• Problem to solve
Would you extract the whole listing below and retype it exactly?

Object point labels:
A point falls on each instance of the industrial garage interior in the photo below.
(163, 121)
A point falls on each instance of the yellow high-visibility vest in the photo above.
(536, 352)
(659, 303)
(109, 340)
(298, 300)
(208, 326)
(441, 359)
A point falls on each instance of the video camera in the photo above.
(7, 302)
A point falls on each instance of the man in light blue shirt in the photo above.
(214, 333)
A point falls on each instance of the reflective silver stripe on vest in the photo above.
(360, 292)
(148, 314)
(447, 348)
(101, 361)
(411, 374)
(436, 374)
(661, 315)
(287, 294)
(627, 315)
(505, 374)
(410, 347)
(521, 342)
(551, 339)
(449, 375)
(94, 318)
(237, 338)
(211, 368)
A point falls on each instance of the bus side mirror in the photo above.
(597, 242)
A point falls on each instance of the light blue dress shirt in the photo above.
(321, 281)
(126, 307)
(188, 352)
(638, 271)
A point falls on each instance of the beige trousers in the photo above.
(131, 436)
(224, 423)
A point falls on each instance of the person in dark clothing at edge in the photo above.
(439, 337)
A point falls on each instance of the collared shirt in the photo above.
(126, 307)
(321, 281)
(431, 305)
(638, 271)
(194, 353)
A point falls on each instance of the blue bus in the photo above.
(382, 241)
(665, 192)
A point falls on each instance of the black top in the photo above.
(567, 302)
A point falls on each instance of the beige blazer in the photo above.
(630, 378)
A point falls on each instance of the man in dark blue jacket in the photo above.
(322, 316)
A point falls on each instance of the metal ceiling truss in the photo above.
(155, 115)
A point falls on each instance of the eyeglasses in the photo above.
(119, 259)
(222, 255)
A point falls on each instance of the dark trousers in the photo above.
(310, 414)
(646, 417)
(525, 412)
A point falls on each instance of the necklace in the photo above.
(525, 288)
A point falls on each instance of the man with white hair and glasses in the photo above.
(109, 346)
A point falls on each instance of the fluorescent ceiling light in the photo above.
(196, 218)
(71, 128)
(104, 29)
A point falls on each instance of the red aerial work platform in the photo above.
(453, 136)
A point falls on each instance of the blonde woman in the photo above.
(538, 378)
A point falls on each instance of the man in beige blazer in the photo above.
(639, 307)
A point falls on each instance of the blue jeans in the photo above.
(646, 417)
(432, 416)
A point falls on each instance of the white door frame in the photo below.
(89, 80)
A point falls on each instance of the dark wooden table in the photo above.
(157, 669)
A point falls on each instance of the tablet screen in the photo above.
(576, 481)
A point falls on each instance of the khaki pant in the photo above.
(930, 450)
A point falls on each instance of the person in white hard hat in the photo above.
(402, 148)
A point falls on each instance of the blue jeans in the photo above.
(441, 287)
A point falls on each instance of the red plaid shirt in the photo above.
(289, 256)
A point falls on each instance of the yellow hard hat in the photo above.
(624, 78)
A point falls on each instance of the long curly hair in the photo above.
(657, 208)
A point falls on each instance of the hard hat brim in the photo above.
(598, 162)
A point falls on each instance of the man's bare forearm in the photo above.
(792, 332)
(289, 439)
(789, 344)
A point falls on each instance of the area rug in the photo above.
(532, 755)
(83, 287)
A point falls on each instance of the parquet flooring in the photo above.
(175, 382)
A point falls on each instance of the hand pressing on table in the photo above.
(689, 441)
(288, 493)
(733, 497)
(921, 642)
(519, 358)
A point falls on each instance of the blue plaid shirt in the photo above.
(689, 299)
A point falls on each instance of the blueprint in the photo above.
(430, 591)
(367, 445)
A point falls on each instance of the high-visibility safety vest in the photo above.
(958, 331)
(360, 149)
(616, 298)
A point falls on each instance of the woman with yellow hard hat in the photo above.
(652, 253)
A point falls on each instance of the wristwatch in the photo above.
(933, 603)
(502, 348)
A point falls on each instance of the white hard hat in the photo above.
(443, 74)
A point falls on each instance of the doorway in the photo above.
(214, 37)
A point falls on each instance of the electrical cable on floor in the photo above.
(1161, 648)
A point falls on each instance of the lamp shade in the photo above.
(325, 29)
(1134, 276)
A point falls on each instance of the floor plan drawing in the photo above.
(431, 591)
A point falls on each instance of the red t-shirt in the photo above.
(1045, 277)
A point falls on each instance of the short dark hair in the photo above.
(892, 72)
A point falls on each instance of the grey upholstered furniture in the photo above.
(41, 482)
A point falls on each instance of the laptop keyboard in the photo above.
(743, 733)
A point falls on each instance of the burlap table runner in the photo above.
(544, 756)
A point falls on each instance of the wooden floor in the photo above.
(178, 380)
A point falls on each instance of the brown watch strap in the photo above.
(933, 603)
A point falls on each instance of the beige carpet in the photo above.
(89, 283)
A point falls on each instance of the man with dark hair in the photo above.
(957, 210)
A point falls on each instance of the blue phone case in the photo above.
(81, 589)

• Solution to this task
A point falls on each instance of the industrial garage interior in the photo below.
(163, 121)
A point falls on each instance of the yellow high-visibility vest in the photo above.
(536, 352)
(659, 303)
(109, 340)
(298, 300)
(208, 326)
(441, 359)
A point falls on each instance of the video camera in the photo above.
(7, 302)
A point falls on each instance of the man in light blue shirt in the photo above.
(214, 333)
A point falls on each instance of the reflective silver stripe on vest in the photo above.
(360, 292)
(148, 314)
(447, 348)
(101, 361)
(411, 374)
(436, 374)
(661, 315)
(287, 294)
(627, 315)
(505, 374)
(410, 347)
(521, 342)
(551, 339)
(449, 375)
(94, 318)
(237, 338)
(211, 368)
A point falls on each instance of the bus side mirror in the photo above.
(597, 242)
A point falls on each instance of the light blue dress shirt in the photo above.
(321, 281)
(126, 307)
(188, 352)
(638, 271)
A point falls on each instance of the beige trousers in the photo above.
(131, 436)
(224, 423)
A point falls on each instance of the person in dark clothing at edge in the photo above.
(439, 337)
A point falls on each instance of the collared shirt in the photo above.
(126, 307)
(321, 281)
(431, 305)
(638, 271)
(194, 353)
A point falls on each instance of the blue bus in the photo above.
(382, 241)
(665, 192)
A point falls on each instance of the black top in the photo above.
(567, 302)
A point falls on each instance of the beige blazer in the photo above.
(630, 378)
A point falls on each instance of the man in dark blue jacket in the photo above.
(322, 316)
A point falls on each instance of the metal ceiling truss in the photo above.
(155, 115)
A point falls on each instance of the eyeglasses in the photo above.
(119, 259)
(222, 255)
A point falls on each instance of the dark trousers in the photo above.
(310, 414)
(646, 417)
(525, 412)
A point falls on each instance of the necklace in the photo above.
(525, 288)
A point falls on each instance of the man with white hair and glasses in the photo above.
(109, 346)
A point falls on each instance of the fluorescent ceiling light in the photo above.
(196, 218)
(71, 128)
(104, 29)
A point falls on each instance of the red aerial work platform in the photo above.
(453, 136)
A point falls on each instance of the blonde woman in the photo above.
(538, 378)
A point falls on each instance of the man in beige blazer in the photo above.
(639, 307)
A point falls on each instance of the blue jeans in the photo above.
(646, 417)
(432, 416)
A point falls on each instance of the white door frame in the photo below.
(89, 80)
A point falls on each instance of the dark wooden table in the photo above.
(157, 669)
A point falls on each instance of the tablet screen in the photo above.
(576, 481)
A point falls on each instance of the khaki pant in the photo above.
(930, 450)
A point falls on each instance of the person in white hard hat in the photo above.
(402, 148)
A point falls on each instance of the blue jeans in the photo above.
(441, 287)
A point falls on each instance of the red plaid shirt in the photo above.
(289, 256)
A point falls on each instance of the yellow hard hat in the photo above.
(624, 78)
A point falls on each instance of the long curly hair in the photo above.
(657, 208)
A point falls on each instance of the hard hat brim in the photo above.
(598, 162)
A point falls on each instance of the man's bare forearm in the photo above.
(792, 332)
(289, 439)
(789, 344)
A point falls on each instance of the area rug in the photo above.
(532, 755)
(83, 287)
A point falls on each instance of the parquet flooring in the photo above.
(175, 382)
A point falls on each instance of the hand pressing on table in the photo above.
(689, 441)
(288, 493)
(733, 497)
(921, 642)
(519, 358)
A point falls on each instance of the blue plaid shirt in the photo above.
(689, 299)
A point falls on each instance of the blueprint in the photo above.
(430, 591)
(367, 445)
A point falls on each instance of the high-visibility safety vest in the photo above.
(958, 331)
(360, 149)
(616, 298)
A point falls on each instance of the woman with yellow hard hat in the photo above.
(652, 253)
A point falls on each instance of the wristwatch in the photo above.
(933, 603)
(502, 348)
A point falls on each instance of the white hard hat in the photo above.
(443, 74)
A point falls on each instance of the doorway in the photo above.
(214, 37)
A point falls on each instance of the electrical cable on floor in the photo above.
(1161, 648)
A point falls on each instance of the lamp shade in the photo above.
(325, 29)
(1134, 276)
A point falls on each instance of the floor plan drawing in the photo above.
(431, 591)
A point falls on each instance of the red t-shirt in the photo above.
(1045, 277)
A point falls on each instance of the short dark hair in the photo above.
(892, 72)
A point falls on each instance of the grey upholstered furniture in the photo above.
(41, 482)
A point falls on each instance of the laptop keyboard in the photo above.
(743, 733)
A point falls on each instance of the burlap table runner in the photo above.
(544, 756)
A point falls on each instance of the wooden floor in the photo above.
(178, 380)
A point falls on each instance of the brown watch strap in the photo above.
(933, 603)
A point falls on each instance of the beige carpet in the photo above.
(89, 283)
A point falls on each instance of the man with dark hair in the photo above.
(957, 210)
A point falls on each instance of the blue phone case in the photo above.
(81, 589)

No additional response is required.